• [WHAT YOU HAVE TO DO]
Go through the lines below and retype each one exactly.

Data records
------------------------------------------------------------
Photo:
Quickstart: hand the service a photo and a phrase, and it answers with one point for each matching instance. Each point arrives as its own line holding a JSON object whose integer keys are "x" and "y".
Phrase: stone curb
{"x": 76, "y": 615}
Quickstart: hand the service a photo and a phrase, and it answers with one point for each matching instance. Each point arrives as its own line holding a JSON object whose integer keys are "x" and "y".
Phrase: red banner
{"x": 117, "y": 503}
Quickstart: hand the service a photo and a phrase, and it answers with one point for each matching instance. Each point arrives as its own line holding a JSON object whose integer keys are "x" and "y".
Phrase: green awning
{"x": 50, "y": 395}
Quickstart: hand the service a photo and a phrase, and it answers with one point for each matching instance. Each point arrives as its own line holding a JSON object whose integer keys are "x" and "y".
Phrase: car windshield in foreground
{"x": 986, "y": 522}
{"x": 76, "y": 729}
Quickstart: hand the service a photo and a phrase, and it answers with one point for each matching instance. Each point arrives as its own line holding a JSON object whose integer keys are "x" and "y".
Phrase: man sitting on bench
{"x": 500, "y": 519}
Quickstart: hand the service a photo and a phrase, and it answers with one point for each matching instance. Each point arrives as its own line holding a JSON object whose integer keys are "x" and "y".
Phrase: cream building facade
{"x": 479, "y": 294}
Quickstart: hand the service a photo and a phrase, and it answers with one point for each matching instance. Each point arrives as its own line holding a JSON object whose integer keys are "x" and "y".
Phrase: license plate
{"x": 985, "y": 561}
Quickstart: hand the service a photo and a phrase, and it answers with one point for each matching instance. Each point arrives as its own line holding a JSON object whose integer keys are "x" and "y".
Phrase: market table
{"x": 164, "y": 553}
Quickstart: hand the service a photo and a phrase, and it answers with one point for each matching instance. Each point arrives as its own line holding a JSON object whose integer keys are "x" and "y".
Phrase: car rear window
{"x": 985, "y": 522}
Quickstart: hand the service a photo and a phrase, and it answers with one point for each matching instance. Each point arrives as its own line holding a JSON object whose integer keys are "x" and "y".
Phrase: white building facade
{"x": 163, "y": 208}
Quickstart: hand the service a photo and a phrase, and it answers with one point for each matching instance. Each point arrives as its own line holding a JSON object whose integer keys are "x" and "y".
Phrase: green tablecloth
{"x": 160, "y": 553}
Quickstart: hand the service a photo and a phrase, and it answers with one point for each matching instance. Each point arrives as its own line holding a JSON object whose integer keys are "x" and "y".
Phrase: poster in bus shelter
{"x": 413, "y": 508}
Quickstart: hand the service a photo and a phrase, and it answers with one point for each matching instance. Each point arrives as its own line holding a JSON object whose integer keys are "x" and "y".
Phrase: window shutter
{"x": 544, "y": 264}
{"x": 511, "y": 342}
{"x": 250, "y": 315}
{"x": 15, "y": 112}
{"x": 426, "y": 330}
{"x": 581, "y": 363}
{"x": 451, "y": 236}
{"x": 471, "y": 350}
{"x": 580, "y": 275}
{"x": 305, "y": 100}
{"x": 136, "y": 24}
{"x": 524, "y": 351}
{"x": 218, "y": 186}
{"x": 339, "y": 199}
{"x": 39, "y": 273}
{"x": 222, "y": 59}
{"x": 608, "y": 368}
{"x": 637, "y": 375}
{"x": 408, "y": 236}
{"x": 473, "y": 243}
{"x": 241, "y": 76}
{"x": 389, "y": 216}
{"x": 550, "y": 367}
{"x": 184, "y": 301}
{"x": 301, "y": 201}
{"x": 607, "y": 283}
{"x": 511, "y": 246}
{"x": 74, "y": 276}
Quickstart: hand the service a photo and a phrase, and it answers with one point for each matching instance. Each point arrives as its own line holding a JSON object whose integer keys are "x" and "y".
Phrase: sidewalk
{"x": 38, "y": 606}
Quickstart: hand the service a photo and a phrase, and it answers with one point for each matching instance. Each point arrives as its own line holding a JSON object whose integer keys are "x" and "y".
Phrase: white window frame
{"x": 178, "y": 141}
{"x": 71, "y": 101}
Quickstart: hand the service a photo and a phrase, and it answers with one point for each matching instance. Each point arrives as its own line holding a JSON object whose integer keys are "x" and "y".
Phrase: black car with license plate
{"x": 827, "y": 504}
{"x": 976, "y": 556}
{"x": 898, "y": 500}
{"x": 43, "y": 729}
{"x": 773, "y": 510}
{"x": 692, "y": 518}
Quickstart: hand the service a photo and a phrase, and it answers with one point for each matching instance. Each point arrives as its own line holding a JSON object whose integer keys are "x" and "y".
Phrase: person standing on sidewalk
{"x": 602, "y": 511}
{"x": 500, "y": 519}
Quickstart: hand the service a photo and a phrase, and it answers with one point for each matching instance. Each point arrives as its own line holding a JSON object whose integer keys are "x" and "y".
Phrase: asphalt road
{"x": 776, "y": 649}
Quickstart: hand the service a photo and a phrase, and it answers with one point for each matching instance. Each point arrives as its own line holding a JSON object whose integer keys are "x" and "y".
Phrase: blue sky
------------------------------------------------------------
• [OUTPUT FOR THIS EXERCISE]
Photo:
Quickstart: hand the service a photo and a phrase, and it answers with one point for each matching instance. Each point arrives as its own line holding a JSON object whose integer keys are "x" and "y".
Phrase: stone curb
{"x": 76, "y": 615}
Quickstart: hand the service a photo and a phrase, and it answers with one point for each matching instance. Each point arrives as its own line holding a JSON object whose integer keys are "x" and "y".
Phrase: red banner
{"x": 117, "y": 503}
Quickstart: hand the service a photo and a phrase, and it answers with one point for each matching instance. Each point arrives as its own line holding a JSON object whose integer keys are "x" and "y".
Phrase: green awning
{"x": 50, "y": 395}
Quickstart: hand the service a photo and a phrase, and it answers with one point for each matching instance. Each point arrives as its own line holding a JSON object whose integer keys are "x" and "y".
Phrase: car windshield in foreground
{"x": 986, "y": 522}
{"x": 76, "y": 729}
Quickstart: hand the service a photo and a phrase, and it answers with one point for each matching instance. Each point arrives as its own line holding a JSON object whose integer keys are "x" and "y".
Phrase: man sitting on bench
{"x": 500, "y": 519}
Quickstart: hand the service a photo and a phrase, and it answers with one point for each matching instance. Each point arrives as its own line holding a JSON object whose integer keys are "x" and "y".
Phrase: cream building facade
{"x": 479, "y": 294}
Quickstart: hand the service a photo and a phrase, and it answers with one point for each matching instance. Each point arrives as its own line holding a JSON object whose integer keys are "x" and "y".
Phrase: license plate
{"x": 985, "y": 561}
Quickstart: hand the service a photo and a phrase, and it answers with one point for each matching instance. Each point arrives as its own line holding a JSON object whose integer keys are "x" and "y".
Phrase: market table
{"x": 164, "y": 553}
Quickstart: hand the service a photo and a phrase, and it answers with one point for each matching instance. Each point arrives as its own line holding a JSON object whose integer keys are "x" and "y".
Phrase: car rear window
{"x": 985, "y": 522}
Quickstart: hand the service a photo and a phrase, and it answers with one point for each matching instance. Each point arrives as its own line holding a JSON object whose integer keys are "x" and "y".
Phrase: white building facade
{"x": 163, "y": 208}
Quickstart: hand the service a photo and a phrase, and it answers with one point for each matching instance. Each point arrives as its own line holding a JSON object whose integer keys are "x" and "y".
Phrase: green tablecloth
{"x": 160, "y": 553}
Quickstart: hand the service a photo and a phrase, and it answers with one point for each matching instance. Each point arrives as its own line holding a JSON object whose integer keys are "x" and "y".
Phrase: poster in bus shelter
{"x": 413, "y": 508}
Quickstart: hand the service a photo and a phrase, and it answers with one point for each matching instance. Each point arrives as its own line holding a JSON object whose integer keys are "x" and "y".
Phrase: window shutter
{"x": 544, "y": 264}
{"x": 511, "y": 342}
{"x": 250, "y": 315}
{"x": 15, "y": 112}
{"x": 426, "y": 330}
{"x": 581, "y": 363}
{"x": 451, "y": 236}
{"x": 471, "y": 350}
{"x": 580, "y": 275}
{"x": 305, "y": 100}
{"x": 136, "y": 24}
{"x": 524, "y": 351}
{"x": 218, "y": 186}
{"x": 339, "y": 199}
{"x": 39, "y": 273}
{"x": 222, "y": 59}
{"x": 608, "y": 368}
{"x": 637, "y": 375}
{"x": 408, "y": 236}
{"x": 473, "y": 243}
{"x": 241, "y": 76}
{"x": 389, "y": 216}
{"x": 550, "y": 367}
{"x": 184, "y": 301}
{"x": 301, "y": 201}
{"x": 607, "y": 283}
{"x": 511, "y": 246}
{"x": 74, "y": 276}
Quickstart: hand the service a photo and a phrase, and it answers with one point for each matching instance. Each point arrives as its own line holding a JSON object whose integer keys are "x" and "y".
Phrase: sidewalk
{"x": 38, "y": 606}
Quickstart: hand the service a photo and a phrase, and it answers with one point for each matching instance. Each point arrives as its own line holding a JSON object whose integer keys are "x" and "y".
Phrase: white window frame
{"x": 178, "y": 141}
{"x": 71, "y": 101}
Quickstart: hand the service a photo and a phrase, and it answers with one point for each matching instance. Each point arrives as its own line holding a JSON object whose integer keys are "x" and "y".
Phrase: black car with license plate
{"x": 827, "y": 504}
{"x": 976, "y": 556}
{"x": 898, "y": 500}
{"x": 43, "y": 729}
{"x": 773, "y": 510}
{"x": 692, "y": 518}
Quickstart: hand the service a photo and a phrase, and it answers with one point for each matching instance. Each point arrives as its own line holding a JSON object whose integer keys are "x" and "y".
Phrase: person standing on sidewalk
{"x": 602, "y": 511}
{"x": 500, "y": 519}
Quickstart: hand the service a photo and a phrase, and it answers with one point for each matching instance. Each point arrives as its own line holding a JSON object whose integer keys are "x" and "y".
Phrase: asphalt road
{"x": 776, "y": 649}
Quickstart: hand the service a photo and a phrase, and it answers with one point for each matching instance. Each point arrives as its own line holding a JSON object whose integer keys are "x" and "y".
Phrase: blue sky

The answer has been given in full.